* [RECORDED DATA]
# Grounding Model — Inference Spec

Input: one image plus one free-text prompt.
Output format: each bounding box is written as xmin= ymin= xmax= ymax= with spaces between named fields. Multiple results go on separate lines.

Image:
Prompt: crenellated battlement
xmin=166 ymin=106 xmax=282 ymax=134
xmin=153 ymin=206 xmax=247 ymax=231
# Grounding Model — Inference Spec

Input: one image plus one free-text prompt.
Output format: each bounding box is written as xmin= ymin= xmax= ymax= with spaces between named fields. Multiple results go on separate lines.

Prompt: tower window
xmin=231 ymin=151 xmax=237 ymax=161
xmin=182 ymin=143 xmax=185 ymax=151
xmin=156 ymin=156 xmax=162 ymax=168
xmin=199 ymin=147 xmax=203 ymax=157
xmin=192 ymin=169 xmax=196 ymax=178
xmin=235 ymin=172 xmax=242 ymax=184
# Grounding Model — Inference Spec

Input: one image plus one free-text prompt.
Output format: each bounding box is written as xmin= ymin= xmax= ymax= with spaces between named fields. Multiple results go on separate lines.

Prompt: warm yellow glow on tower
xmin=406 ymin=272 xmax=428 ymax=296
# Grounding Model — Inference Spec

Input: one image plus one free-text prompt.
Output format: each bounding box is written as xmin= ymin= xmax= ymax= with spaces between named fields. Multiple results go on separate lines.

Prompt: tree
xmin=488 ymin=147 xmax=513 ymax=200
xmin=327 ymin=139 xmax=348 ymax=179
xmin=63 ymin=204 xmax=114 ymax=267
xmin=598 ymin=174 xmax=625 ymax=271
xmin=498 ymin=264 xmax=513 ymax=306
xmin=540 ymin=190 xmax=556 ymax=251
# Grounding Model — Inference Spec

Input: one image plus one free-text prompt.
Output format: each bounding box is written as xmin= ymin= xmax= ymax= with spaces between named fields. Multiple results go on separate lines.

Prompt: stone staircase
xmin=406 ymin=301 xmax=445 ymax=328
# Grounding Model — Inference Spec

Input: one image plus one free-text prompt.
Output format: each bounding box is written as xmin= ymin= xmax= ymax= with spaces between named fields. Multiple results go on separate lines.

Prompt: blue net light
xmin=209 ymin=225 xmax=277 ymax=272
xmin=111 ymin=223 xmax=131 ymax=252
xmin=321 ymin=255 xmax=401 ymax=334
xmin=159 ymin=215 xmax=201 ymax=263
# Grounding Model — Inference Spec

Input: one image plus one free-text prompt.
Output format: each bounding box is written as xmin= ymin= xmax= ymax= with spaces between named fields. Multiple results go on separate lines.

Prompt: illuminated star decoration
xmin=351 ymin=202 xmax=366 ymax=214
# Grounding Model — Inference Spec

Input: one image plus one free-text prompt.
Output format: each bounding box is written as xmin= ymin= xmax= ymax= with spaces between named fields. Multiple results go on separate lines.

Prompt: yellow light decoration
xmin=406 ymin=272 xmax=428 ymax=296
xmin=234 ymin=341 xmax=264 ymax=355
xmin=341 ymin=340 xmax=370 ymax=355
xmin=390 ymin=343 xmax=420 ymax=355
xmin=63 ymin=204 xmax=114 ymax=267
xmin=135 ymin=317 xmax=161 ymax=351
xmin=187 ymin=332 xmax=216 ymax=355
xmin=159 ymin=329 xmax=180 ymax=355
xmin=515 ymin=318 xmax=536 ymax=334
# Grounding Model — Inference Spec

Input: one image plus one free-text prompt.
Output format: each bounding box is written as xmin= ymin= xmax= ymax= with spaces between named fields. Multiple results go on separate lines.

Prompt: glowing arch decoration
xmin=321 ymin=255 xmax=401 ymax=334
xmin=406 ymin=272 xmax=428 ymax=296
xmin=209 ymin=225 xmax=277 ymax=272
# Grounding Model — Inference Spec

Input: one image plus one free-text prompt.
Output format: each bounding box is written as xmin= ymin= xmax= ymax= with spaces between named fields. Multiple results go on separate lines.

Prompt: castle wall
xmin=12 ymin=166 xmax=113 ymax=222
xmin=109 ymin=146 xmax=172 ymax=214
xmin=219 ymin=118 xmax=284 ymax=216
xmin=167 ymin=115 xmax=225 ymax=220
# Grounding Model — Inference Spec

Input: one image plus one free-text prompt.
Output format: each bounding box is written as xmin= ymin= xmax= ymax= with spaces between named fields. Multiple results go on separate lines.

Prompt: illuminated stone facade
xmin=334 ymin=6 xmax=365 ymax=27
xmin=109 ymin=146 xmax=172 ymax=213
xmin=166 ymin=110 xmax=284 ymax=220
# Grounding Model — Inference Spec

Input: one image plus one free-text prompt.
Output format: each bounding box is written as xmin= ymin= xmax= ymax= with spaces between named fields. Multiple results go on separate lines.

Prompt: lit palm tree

* [WHAT YOU HAVE TO DO] Nothing may be dropped or altered; repeat every record in full.

* [RESULT BELOW]
# Grounding Model — Inference Spec

Input: one image plus one free-text prompt.
Output format: each bounding box is written as xmin= ymin= xmax= ymax= with spaces between named fields. Multiple results go on separate lines.

Image:
Prompt: crenellated battlement
xmin=166 ymin=106 xmax=282 ymax=134
xmin=153 ymin=206 xmax=247 ymax=231
# Grounding Model — Inference Spec

Input: one image plus one free-text prompt.
Output format: each bounding box is written as xmin= ymin= xmax= ymax= with spaces between named fields. Multiple results go on separate lines.

Prompt: tower window
xmin=231 ymin=151 xmax=237 ymax=161
xmin=182 ymin=143 xmax=185 ymax=151
xmin=156 ymin=156 xmax=162 ymax=168
xmin=199 ymin=147 xmax=203 ymax=157
xmin=192 ymin=169 xmax=196 ymax=178
xmin=235 ymin=172 xmax=242 ymax=184
# Grounding Model — Inference Spec

Input: one image plus one free-text prompt.
Output format: each bounding box is written as xmin= ymin= xmax= ymax= with spaces between named fields. Multiple results go on separate lines.

Prompt: warm yellow glow on tower
xmin=406 ymin=272 xmax=428 ymax=296
# Grounding Model — Inference Spec

Input: one image plus one free-text prompt.
Output format: each bounding box is written as xmin= ymin= xmax= ymax= with spaces between named fields. Multiple results go on separate lines.

Prompt: tree
xmin=488 ymin=147 xmax=513 ymax=200
xmin=327 ymin=139 xmax=348 ymax=179
xmin=63 ymin=204 xmax=114 ymax=267
xmin=598 ymin=174 xmax=625 ymax=271
xmin=498 ymin=264 xmax=513 ymax=306
xmin=540 ymin=190 xmax=556 ymax=251
# Grounding Model — Inference Spec

Input: one image plus one free-text prompt.
Output format: each bounding box is written as xmin= ymin= xmax= ymax= with spaces between named fields. Multiple results go on separate lines.

Prompt: stone staircase
xmin=406 ymin=301 xmax=445 ymax=328
# Grounding Model — Inference Spec

Input: one image plus one free-text prompt.
Output format: each bounding box is written as xmin= ymin= xmax= ymax= with spaces between named fields. Multiple results go on separate lines.

Prompt: blue net light
xmin=209 ymin=225 xmax=277 ymax=272
xmin=111 ymin=223 xmax=131 ymax=252
xmin=321 ymin=255 xmax=401 ymax=334
xmin=159 ymin=215 xmax=201 ymax=263
# Grounding Model — Inference Spec

Input: one image plus one free-text prompt.
Output format: each bounding box is written as xmin= ymin= xmax= ymax= with spaces between named fields. Multiple results go on separate lines.

Prompt: illuminated star decoration
xmin=351 ymin=202 xmax=366 ymax=214
# Grounding Model — Inference Spec

Input: one image plus one free-text prompt.
Output format: each bounding box is written as xmin= ymin= xmax= ymax= with spaces between named fields. Multiple results go on separate lines.

Prompt: yellow light decoration
xmin=406 ymin=272 xmax=428 ymax=296
xmin=234 ymin=341 xmax=264 ymax=355
xmin=341 ymin=340 xmax=370 ymax=355
xmin=390 ymin=343 xmax=420 ymax=355
xmin=63 ymin=204 xmax=114 ymax=267
xmin=135 ymin=317 xmax=161 ymax=351
xmin=187 ymin=332 xmax=216 ymax=355
xmin=159 ymin=329 xmax=180 ymax=355
xmin=515 ymin=318 xmax=536 ymax=334
# Grounding Model — Inference Spec

Input: one image plus one free-text prompt.
Output format: each bounding box is written as xmin= ymin= xmax= ymax= with spaces between named fields. Multiple results go on separate lines.

Prompt: glowing arch decoration
xmin=321 ymin=255 xmax=401 ymax=334
xmin=406 ymin=272 xmax=428 ymax=296
xmin=209 ymin=225 xmax=277 ymax=272
# Grounding Model — Inference Spec

Input: one image plus one free-text prompt.
Output format: each bounding box is written as xmin= ymin= xmax= ymax= with spaces between named fields. Multiple results go on separate lines.

Prompt: castle wall
xmin=12 ymin=166 xmax=113 ymax=222
xmin=109 ymin=146 xmax=172 ymax=214
xmin=219 ymin=118 xmax=284 ymax=216
xmin=167 ymin=115 xmax=225 ymax=220
# Grounding Model — Inference Spec

Input: one image plus one free-text prompt.
Output format: each bounding box is written as xmin= ymin= xmax= ymax= with spaces between named fields. Multiple results go on separate lines.

Prompt: illuminated stone facade
xmin=334 ymin=6 xmax=365 ymax=27
xmin=109 ymin=146 xmax=172 ymax=213
xmin=166 ymin=110 xmax=284 ymax=220
# Grounding Model — Inference Spec

Input: one image plus one free-text prompt.
Output format: each bounding box is written as xmin= ymin= xmax= ymax= with spaces between named fields. Multiple results go on separate lines.

Prompt: lit palm tree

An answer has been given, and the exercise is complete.